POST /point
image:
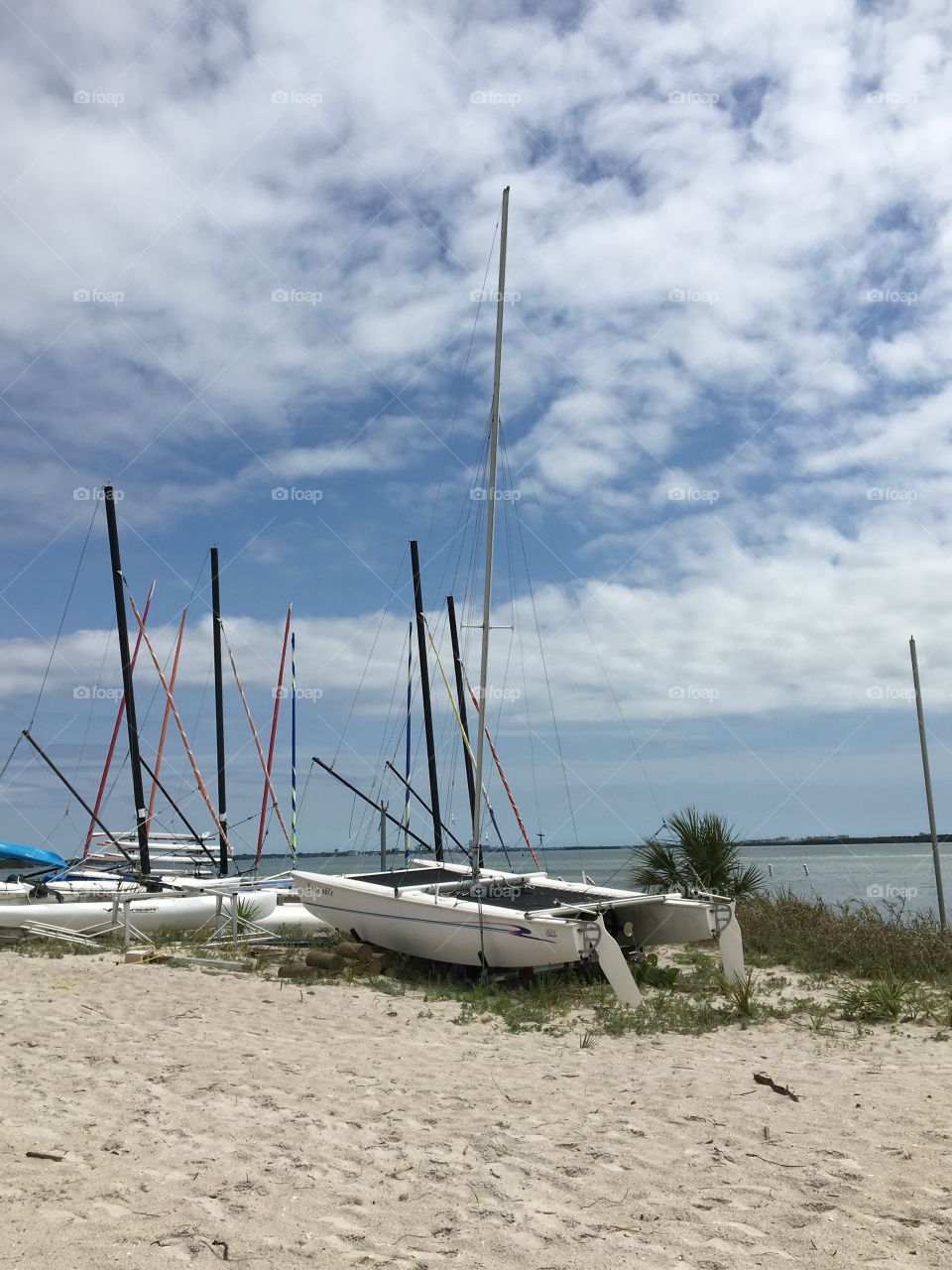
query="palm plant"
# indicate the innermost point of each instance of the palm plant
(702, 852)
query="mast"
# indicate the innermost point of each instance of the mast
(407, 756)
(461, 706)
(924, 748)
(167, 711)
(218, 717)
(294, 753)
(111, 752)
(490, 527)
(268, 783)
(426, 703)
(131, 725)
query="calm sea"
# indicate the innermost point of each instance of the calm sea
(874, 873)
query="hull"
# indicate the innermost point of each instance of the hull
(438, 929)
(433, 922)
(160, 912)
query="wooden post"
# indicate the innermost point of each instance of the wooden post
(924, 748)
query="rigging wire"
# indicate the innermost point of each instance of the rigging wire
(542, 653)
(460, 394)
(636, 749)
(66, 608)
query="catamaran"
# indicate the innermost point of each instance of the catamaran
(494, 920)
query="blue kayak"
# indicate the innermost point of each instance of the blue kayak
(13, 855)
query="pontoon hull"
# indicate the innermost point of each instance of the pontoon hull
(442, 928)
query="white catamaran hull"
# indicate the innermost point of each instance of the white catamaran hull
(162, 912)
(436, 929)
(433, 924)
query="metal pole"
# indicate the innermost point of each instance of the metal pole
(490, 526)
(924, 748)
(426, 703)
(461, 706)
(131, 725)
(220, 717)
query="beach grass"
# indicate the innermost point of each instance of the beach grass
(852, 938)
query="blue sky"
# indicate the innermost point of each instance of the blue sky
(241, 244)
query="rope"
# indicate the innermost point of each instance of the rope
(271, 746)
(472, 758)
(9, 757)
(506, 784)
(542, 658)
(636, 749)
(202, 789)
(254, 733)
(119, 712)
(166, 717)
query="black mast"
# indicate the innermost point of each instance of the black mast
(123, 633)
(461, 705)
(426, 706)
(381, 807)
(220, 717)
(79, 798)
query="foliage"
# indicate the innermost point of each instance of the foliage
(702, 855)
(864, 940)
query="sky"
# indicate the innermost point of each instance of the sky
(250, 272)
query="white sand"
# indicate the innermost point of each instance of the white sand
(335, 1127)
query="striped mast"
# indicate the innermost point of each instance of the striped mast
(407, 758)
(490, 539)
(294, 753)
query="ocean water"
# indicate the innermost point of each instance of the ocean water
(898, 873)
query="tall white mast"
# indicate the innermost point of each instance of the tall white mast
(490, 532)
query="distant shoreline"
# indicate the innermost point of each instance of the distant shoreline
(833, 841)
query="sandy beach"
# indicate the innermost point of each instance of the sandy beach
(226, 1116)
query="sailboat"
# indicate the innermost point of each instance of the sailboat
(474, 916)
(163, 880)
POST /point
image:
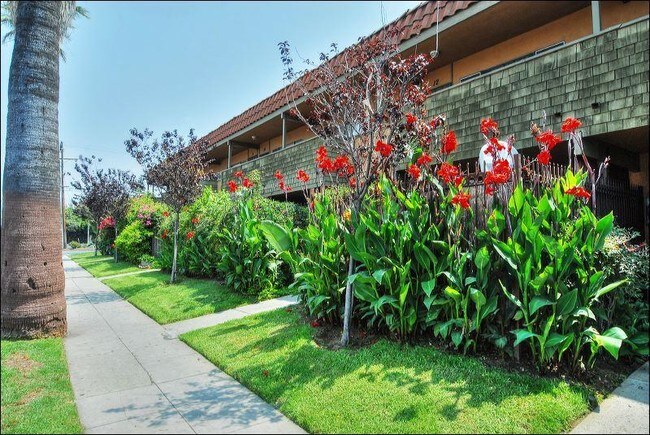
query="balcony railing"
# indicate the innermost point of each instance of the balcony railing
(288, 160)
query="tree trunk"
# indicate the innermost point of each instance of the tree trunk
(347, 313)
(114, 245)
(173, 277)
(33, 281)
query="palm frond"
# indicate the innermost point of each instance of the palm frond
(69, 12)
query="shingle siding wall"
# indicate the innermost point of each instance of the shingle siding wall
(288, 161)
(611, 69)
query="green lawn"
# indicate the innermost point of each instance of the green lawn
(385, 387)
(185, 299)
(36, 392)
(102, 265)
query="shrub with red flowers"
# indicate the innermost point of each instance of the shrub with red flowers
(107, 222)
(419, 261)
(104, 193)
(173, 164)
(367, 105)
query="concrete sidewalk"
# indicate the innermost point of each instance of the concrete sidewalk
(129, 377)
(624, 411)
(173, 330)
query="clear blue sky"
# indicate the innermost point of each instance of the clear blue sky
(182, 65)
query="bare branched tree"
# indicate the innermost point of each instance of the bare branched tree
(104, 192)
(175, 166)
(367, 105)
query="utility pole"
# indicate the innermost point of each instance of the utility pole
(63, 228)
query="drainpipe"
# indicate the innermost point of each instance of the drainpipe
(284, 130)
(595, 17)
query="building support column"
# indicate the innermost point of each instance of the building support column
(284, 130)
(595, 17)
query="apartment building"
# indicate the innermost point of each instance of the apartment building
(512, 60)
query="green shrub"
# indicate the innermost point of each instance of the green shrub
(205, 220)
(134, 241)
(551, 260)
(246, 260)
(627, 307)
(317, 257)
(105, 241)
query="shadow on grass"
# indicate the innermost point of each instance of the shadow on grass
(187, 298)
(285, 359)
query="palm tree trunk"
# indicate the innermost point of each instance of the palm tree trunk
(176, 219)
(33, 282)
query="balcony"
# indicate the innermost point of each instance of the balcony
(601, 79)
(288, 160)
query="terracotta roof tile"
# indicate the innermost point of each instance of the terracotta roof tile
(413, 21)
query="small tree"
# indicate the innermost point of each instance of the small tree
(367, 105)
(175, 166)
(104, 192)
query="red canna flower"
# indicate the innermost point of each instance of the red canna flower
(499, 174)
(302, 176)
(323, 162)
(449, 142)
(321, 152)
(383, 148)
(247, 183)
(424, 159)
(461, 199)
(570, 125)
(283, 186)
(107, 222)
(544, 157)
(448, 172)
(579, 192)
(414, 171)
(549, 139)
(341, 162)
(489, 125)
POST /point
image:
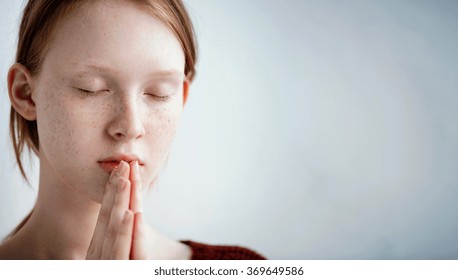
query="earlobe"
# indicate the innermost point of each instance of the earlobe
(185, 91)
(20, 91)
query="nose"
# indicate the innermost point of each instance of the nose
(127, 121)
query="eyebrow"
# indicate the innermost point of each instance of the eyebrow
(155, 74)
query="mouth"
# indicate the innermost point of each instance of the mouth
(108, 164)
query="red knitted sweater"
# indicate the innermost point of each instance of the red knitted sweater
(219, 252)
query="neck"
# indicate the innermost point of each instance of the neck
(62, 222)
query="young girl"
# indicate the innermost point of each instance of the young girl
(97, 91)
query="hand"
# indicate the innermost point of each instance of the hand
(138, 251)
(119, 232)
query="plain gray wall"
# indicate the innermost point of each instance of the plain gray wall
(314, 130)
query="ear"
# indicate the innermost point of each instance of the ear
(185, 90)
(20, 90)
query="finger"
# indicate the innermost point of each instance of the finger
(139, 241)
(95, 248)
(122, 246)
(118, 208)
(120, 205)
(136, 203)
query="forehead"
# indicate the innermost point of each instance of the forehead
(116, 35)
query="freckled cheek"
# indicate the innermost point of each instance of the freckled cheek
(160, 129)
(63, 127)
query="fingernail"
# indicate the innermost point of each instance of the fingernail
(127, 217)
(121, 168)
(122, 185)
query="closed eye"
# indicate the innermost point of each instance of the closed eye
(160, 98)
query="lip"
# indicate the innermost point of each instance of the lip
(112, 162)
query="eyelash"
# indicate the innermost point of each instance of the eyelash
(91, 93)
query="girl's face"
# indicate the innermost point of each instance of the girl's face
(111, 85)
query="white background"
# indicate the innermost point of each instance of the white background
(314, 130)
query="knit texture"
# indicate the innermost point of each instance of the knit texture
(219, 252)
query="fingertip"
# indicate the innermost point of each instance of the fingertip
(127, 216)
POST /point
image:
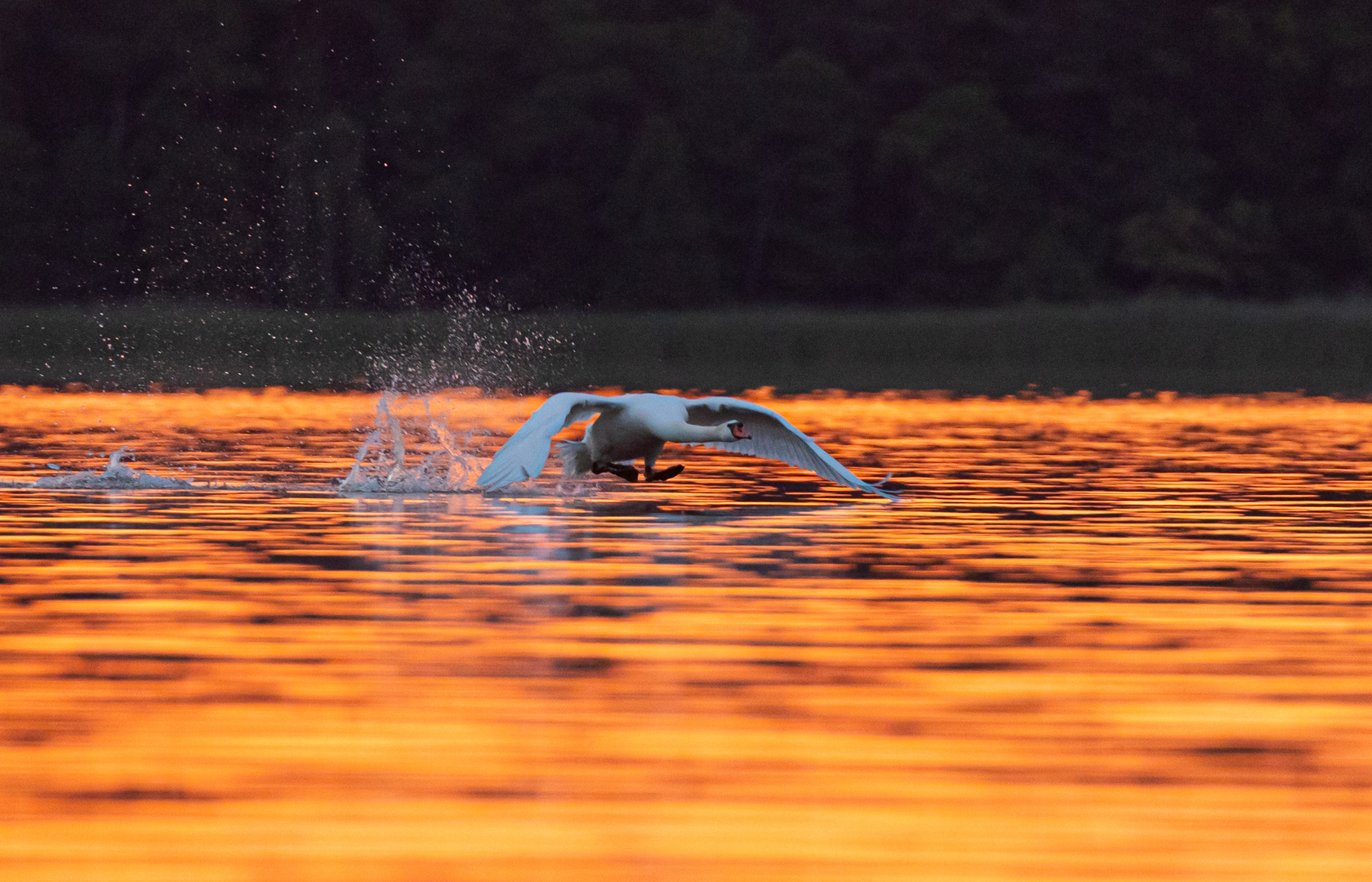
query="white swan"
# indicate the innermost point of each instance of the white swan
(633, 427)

# # # # #

> _Aim_: Which lines in the entries above contain the string "water", matching case exactly? Return every such line in full.

> _Completed exercise_:
query="ocean water"
# indicate the innermost point of each instance of the ocean water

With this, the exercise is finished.